Posted By Jeff Dover, CRFP, RFMA, Wednesday, April 1, 2015
Updated: Tuesday, March 31, 2015

Hello RFMA members,

Facilities professionals number one priority is protecting company assets. Hood cleaning may be the most important preventative service completed in a restaurant. The majority of fires originate in the hood/ductwork cooking exhaust system. It is imperative the cleaning is completed professionally and in a timely manner. Obviously facilities personnel are not normally present at the time of cleaning but there are several follow up items that can be done to ensure the cleaning was done properly:

- KES (kitchen exhaust system) cleaning must be done at a minimum every three (3) months. Increased frequency is required if solid fuel (wood) is being burned underneath the hood.

- [GIVEN ENTRIES]:
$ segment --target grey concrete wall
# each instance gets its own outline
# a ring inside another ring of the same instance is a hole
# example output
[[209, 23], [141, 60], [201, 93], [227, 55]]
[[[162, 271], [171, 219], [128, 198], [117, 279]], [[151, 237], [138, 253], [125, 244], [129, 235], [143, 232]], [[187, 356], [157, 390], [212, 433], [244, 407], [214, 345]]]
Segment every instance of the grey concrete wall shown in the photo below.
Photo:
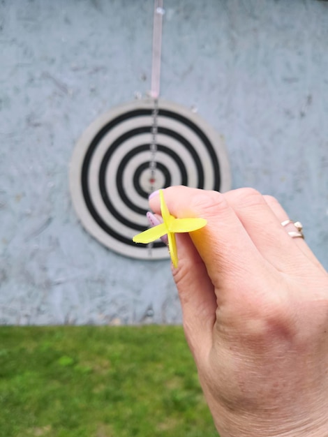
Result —
[[[165, 0], [161, 96], [225, 138], [234, 188], [276, 196], [328, 267], [328, 4]], [[150, 88], [152, 0], [0, 3], [0, 323], [179, 323], [168, 261], [82, 228], [74, 145]]]

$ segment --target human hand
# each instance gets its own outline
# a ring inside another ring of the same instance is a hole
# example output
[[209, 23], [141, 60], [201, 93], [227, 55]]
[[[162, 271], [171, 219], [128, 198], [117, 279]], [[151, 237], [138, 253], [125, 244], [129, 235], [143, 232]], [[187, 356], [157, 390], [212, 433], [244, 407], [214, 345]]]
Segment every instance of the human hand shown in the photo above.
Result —
[[328, 274], [285, 211], [250, 188], [164, 195], [174, 216], [207, 220], [177, 235], [173, 276], [221, 437], [328, 436]]

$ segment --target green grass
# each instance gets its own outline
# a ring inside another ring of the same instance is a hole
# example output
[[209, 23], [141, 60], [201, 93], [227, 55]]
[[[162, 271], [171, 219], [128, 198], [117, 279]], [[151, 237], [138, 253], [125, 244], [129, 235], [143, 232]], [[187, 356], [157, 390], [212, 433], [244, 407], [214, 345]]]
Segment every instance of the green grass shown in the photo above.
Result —
[[0, 327], [1, 437], [217, 436], [182, 329]]

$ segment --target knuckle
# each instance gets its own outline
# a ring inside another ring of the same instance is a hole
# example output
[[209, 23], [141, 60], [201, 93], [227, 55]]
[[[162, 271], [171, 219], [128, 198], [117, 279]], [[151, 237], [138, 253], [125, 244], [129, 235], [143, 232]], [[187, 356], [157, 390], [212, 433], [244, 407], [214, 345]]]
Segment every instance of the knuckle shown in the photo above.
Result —
[[267, 202], [267, 203], [269, 205], [269, 206], [281, 206], [279, 202], [277, 200], [277, 199], [274, 197], [273, 195], [270, 195], [269, 194], [266, 194], [265, 195], [263, 196], [263, 198], [264, 199], [265, 202]]
[[236, 190], [235, 202], [240, 207], [249, 207], [262, 205], [265, 202], [262, 195], [253, 188], [239, 188]]
[[217, 216], [219, 211], [228, 207], [224, 195], [218, 191], [204, 191], [195, 196], [193, 203], [195, 209], [206, 217]]

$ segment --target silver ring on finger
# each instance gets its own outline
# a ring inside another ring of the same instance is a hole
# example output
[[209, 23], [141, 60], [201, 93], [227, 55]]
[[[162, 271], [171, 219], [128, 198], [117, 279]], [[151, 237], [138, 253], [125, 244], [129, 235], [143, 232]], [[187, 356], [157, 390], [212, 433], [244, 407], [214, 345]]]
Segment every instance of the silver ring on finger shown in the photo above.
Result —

- [PROMPT 1]: In the hood cleaning post, how often must the kitchen exhaust system be cleaned at a minimum?
- [PROMPT 2]: Quote the hood cleaning post from "- KES (kitchen" to "underneath the hood.".

- [CORRECT OUTPUT 1]: At least every three months.

- [CORRECT OUTPUT 2]:
- KES (kitchen exhaust system) cleaning must be done at a minimum every three (3) months. Increased frequency is required if solid fuel (wood) is being burned underneath the hood.